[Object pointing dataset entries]
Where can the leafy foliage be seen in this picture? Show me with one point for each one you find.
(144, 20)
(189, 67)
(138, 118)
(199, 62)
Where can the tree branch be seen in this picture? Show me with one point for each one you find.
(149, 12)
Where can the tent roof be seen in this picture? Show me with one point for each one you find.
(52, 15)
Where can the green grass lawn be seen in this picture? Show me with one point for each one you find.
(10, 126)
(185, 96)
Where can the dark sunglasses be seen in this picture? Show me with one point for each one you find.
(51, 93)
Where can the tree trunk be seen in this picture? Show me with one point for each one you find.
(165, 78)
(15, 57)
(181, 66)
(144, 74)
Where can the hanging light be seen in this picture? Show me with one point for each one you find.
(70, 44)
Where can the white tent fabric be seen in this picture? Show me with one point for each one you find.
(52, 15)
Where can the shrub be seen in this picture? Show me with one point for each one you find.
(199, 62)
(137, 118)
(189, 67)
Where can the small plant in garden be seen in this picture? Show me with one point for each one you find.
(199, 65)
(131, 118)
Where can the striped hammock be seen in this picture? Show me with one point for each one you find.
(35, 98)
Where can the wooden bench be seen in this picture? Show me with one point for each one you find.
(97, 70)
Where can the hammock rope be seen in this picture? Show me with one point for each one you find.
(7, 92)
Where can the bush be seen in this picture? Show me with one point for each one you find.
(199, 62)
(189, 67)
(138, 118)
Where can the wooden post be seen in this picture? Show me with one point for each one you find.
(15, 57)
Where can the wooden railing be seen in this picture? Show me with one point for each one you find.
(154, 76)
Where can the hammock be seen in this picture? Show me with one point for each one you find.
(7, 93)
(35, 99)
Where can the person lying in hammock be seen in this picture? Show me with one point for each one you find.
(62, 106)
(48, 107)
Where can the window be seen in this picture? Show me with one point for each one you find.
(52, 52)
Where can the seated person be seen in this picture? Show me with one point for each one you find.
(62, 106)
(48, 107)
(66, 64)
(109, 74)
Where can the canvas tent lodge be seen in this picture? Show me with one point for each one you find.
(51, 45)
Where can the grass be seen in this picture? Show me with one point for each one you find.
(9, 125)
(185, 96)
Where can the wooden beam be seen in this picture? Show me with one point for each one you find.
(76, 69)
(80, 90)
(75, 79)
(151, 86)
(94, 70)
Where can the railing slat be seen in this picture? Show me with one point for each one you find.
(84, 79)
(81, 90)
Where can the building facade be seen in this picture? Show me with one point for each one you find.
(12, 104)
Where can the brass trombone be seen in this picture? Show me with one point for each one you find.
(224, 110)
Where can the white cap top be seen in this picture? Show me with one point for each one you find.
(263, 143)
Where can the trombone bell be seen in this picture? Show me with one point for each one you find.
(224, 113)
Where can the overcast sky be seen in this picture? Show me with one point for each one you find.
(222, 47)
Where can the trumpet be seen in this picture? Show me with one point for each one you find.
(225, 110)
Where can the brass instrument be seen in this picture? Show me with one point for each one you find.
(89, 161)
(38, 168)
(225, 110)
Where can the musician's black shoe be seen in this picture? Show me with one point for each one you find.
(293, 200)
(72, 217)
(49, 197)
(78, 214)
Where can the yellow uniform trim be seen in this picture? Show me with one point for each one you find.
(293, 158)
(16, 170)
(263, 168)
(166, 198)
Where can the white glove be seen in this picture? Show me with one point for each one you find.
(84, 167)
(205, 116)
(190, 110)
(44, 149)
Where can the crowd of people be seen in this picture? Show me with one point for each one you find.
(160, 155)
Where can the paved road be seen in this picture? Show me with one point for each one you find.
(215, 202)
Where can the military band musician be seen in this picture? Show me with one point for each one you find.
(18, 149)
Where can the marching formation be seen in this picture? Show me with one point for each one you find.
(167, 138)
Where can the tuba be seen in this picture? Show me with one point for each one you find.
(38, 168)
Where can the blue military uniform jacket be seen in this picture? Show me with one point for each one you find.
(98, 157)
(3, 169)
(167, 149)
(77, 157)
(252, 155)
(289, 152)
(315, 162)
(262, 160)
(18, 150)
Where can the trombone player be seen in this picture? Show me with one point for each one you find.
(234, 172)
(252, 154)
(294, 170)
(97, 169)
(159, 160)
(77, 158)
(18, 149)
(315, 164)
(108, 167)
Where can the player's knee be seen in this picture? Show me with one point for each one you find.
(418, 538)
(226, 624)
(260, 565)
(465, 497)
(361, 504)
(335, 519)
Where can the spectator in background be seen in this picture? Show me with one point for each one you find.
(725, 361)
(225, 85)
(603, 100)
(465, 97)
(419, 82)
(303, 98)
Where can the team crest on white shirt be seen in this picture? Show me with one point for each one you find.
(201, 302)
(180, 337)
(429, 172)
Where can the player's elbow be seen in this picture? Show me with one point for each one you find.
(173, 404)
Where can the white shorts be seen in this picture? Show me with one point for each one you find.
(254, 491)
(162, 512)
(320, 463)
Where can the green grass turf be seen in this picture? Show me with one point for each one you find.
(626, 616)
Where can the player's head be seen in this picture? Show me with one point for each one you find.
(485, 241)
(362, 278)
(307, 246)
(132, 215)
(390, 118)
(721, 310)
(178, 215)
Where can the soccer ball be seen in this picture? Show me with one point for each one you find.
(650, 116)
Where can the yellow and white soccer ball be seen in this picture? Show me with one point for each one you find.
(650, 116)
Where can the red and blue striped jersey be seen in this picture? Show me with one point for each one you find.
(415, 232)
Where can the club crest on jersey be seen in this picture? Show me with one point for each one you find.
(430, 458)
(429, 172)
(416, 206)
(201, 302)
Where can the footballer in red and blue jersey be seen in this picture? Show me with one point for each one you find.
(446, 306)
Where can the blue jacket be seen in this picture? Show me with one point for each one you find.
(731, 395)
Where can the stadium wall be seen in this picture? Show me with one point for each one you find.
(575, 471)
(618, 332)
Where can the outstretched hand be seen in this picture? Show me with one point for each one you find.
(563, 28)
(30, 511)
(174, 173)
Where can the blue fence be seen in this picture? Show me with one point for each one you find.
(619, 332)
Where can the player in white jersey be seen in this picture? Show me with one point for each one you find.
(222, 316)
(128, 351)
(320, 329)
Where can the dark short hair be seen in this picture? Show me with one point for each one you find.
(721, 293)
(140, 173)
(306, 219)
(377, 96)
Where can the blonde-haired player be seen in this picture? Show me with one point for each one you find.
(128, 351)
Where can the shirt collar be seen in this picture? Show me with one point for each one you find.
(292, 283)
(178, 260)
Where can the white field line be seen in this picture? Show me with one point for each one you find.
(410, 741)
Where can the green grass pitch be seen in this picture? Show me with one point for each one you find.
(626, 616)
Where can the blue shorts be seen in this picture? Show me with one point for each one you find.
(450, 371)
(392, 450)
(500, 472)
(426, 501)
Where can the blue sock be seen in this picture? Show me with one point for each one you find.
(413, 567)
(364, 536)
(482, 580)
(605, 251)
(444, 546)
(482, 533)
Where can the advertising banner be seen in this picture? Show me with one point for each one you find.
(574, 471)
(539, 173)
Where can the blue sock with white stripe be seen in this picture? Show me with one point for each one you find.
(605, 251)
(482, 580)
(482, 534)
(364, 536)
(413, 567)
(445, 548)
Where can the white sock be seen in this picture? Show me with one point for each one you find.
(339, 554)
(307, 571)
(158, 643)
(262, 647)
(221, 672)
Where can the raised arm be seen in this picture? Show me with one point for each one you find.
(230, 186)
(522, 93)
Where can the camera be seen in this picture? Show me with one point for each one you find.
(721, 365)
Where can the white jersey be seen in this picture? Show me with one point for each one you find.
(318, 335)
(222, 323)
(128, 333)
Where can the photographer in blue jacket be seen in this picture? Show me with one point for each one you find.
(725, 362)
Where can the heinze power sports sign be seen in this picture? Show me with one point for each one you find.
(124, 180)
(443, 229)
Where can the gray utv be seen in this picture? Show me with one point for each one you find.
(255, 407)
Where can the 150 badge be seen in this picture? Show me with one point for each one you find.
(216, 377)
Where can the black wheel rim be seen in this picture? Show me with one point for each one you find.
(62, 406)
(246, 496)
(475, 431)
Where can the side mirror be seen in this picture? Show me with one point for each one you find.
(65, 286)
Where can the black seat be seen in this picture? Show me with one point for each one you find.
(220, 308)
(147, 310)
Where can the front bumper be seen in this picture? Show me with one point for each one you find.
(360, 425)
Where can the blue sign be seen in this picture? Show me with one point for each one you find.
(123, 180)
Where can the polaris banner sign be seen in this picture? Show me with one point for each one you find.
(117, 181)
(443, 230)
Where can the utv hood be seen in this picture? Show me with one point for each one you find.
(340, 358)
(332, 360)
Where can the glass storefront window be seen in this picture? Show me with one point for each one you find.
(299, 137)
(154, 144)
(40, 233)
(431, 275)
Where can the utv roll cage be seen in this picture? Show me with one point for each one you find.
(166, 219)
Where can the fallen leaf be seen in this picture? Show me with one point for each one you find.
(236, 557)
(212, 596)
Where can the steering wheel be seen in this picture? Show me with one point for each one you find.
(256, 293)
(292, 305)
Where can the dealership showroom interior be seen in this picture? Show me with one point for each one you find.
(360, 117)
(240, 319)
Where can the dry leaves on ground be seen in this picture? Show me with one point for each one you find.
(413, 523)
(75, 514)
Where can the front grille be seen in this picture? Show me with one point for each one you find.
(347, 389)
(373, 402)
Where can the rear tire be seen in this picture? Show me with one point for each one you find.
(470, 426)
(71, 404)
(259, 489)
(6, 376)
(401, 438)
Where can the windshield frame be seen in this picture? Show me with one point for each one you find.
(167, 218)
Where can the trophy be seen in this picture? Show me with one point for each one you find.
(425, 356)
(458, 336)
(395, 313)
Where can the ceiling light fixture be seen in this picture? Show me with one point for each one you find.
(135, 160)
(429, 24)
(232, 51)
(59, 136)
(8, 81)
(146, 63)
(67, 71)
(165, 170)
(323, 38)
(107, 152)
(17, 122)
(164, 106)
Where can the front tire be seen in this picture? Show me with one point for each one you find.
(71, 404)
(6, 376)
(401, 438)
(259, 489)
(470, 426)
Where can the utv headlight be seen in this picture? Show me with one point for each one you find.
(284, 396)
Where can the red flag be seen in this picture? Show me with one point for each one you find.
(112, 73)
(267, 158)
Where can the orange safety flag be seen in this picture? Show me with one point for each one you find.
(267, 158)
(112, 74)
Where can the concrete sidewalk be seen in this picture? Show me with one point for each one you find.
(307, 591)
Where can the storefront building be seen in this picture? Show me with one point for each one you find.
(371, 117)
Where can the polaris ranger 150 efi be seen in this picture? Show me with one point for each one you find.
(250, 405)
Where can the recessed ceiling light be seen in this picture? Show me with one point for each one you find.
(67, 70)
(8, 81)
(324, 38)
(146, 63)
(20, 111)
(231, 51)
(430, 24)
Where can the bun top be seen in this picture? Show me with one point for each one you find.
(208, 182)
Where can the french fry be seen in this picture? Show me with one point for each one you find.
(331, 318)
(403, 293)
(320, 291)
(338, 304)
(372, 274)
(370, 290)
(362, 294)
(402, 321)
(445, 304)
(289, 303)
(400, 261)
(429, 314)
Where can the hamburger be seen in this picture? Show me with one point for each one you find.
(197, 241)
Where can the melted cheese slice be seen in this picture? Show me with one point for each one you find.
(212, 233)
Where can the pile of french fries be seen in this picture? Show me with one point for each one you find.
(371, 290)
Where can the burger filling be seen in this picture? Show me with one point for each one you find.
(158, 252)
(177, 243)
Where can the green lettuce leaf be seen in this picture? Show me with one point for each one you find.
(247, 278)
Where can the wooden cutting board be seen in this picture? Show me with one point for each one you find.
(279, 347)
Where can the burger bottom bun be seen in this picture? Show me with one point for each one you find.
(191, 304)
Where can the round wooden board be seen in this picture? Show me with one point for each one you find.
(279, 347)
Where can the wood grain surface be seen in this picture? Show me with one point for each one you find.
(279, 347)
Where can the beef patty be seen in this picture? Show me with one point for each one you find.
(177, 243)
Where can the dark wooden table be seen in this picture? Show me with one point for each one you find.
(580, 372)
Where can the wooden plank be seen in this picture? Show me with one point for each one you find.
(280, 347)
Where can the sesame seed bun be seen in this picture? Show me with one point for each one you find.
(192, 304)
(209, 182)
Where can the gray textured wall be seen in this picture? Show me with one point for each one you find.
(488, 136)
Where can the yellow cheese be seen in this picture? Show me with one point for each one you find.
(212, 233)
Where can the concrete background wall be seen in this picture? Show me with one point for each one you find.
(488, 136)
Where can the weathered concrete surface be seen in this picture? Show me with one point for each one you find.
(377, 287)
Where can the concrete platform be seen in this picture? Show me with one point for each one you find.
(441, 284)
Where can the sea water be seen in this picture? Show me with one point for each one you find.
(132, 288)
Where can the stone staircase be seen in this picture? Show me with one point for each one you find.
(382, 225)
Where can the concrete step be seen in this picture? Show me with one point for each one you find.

* [What this task involves]: Rewrite the entries from the line containing "Where can the yellow cheese" through the last entry, replacing "sea water" with "ocean water" and keeping everything else the same.

* [Solution for this problem]:
Where can the yellow cheese be seen in this picture? Show me with one point for each one you find.
(212, 233)
Where can the concrete background wall be seen in this picture? Show me with one point for each one you find.
(488, 136)
Where can the weathered concrete surface be seen in this picture? Show me with one point for each one you find.
(377, 287)
Where can the concrete platform be seen in this picture? Show me with one point for each one you find.
(441, 284)
Where can the ocean water be seen in this picture? Show me with one point for each one you find.
(132, 288)
Where can the stone staircase be seen in this picture? Show me with one point for each one you find.
(382, 225)
Where can the concrete step be seen in this picture? Show me with one point for each one you find.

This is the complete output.